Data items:
----------

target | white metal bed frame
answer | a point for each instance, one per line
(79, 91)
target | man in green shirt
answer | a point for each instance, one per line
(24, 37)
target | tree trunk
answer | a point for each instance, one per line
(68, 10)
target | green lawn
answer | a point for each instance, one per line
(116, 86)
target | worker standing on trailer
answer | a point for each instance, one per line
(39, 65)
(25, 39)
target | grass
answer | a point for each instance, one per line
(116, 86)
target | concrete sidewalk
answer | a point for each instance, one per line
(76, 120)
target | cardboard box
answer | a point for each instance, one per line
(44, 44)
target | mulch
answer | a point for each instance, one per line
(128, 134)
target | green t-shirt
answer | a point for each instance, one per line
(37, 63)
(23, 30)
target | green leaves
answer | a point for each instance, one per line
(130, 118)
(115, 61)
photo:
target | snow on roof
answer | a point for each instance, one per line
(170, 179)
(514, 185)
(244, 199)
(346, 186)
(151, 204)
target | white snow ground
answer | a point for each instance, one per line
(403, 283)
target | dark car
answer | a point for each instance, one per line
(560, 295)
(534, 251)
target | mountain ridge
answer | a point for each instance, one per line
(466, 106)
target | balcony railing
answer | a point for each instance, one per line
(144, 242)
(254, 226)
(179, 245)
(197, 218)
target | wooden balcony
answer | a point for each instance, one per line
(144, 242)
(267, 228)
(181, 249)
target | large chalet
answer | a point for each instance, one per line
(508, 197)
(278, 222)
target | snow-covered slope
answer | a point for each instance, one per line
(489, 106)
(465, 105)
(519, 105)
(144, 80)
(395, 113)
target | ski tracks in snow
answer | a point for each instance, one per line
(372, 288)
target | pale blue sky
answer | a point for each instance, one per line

----------

**WORK TO BE COMPLETED:** Nothing but a number should be given for this: how many lines in the entries above contain "shirt"?

**REPLY:** 2